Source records
========================================

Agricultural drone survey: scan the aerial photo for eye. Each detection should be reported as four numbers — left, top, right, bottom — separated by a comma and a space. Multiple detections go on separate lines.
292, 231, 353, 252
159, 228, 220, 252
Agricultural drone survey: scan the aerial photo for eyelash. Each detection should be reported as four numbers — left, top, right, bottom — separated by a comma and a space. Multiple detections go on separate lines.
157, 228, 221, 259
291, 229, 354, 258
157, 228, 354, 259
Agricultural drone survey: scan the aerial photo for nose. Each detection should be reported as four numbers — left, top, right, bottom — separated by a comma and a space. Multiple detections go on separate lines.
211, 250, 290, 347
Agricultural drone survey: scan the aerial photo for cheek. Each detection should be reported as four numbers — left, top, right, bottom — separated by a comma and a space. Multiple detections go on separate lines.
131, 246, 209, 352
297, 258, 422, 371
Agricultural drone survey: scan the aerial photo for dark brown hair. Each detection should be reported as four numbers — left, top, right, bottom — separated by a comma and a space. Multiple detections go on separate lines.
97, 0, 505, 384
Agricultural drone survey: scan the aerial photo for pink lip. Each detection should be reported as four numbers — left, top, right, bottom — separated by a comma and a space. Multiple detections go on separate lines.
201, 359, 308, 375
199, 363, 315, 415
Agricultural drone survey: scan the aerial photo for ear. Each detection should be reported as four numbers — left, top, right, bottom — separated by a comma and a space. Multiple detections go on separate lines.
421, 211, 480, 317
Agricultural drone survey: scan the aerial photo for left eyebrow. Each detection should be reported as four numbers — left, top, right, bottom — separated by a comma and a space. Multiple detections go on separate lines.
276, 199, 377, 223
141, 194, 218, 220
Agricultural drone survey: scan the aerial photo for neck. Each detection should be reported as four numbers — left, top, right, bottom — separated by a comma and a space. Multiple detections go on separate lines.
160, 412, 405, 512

========================================

# SHORT PROBLEM:
Convert every line of the records above into a JSON list of strings, with one string per line. Omit any blank lines.

# ANSWER TO THIS PROBLEM:
[
  "Agricultural drone survey: scan the aerial photo for eye. Each detection should be reported as four numbers — left, top, right, bottom — separated by a comma and a space. Multiple detections go on separate lines.",
  "292, 231, 353, 252",
  "159, 228, 220, 252",
  "Agricultural drone survey: scan the aerial photo for eyelash. Each detection should be reported as four numbers — left, top, right, bottom — separated by a comma and a space. Multiple detections go on separate lines.",
  "157, 228, 221, 259",
  "291, 229, 354, 258",
  "157, 228, 354, 259",
  "Agricultural drone survey: scan the aerial photo for nose. Each detection should be reported as four numbers — left, top, right, bottom — separated by a comma and a space. Multiple detections go on separate lines.",
  "211, 250, 290, 347",
  "Agricultural drone survey: scan the aerial photo for cheek. Each detection should be reported as four numbers — left, top, right, bottom — separated by a comma and a space. Multiple detections go on separate lines.",
  "131, 246, 209, 352",
  "297, 258, 422, 371",
  "Agricultural drone survey: scan the aerial photo for dark brown hair. Each detection should be reported as four numbers — left, top, right, bottom — separated by a comma and a space. Multiple detections go on separate lines.",
  "97, 0, 505, 384",
  "Agricultural drone survey: scan the aerial photo for pink lip. Each detection should be reported as four numbers — left, top, right, bottom — separated by a comma and a space. Multiple detections go on separate lines.",
  "201, 359, 308, 375",
  "199, 363, 315, 415",
  "Agricultural drone survey: scan the aerial photo for ear. Each detection should be reported as four numbers — left, top, right, bottom — separated by a comma and a space. Multiple detections go on separate lines.",
  "421, 211, 480, 317",
  "Agricultural drone survey: scan the aerial photo for left eyebrow. Each detection should be reported as four numbers — left, top, right, bottom — separated by a comma and a space. Multiple detections go on separate lines.",
  "276, 199, 377, 223",
  "141, 194, 218, 220",
  "Agricultural drone survey: scan the aerial photo for neck. Each detection should be reported as four numbers — left, top, right, bottom — separated by a comma and a space. Multiple detections go on separate lines.",
  "160, 412, 405, 512"
]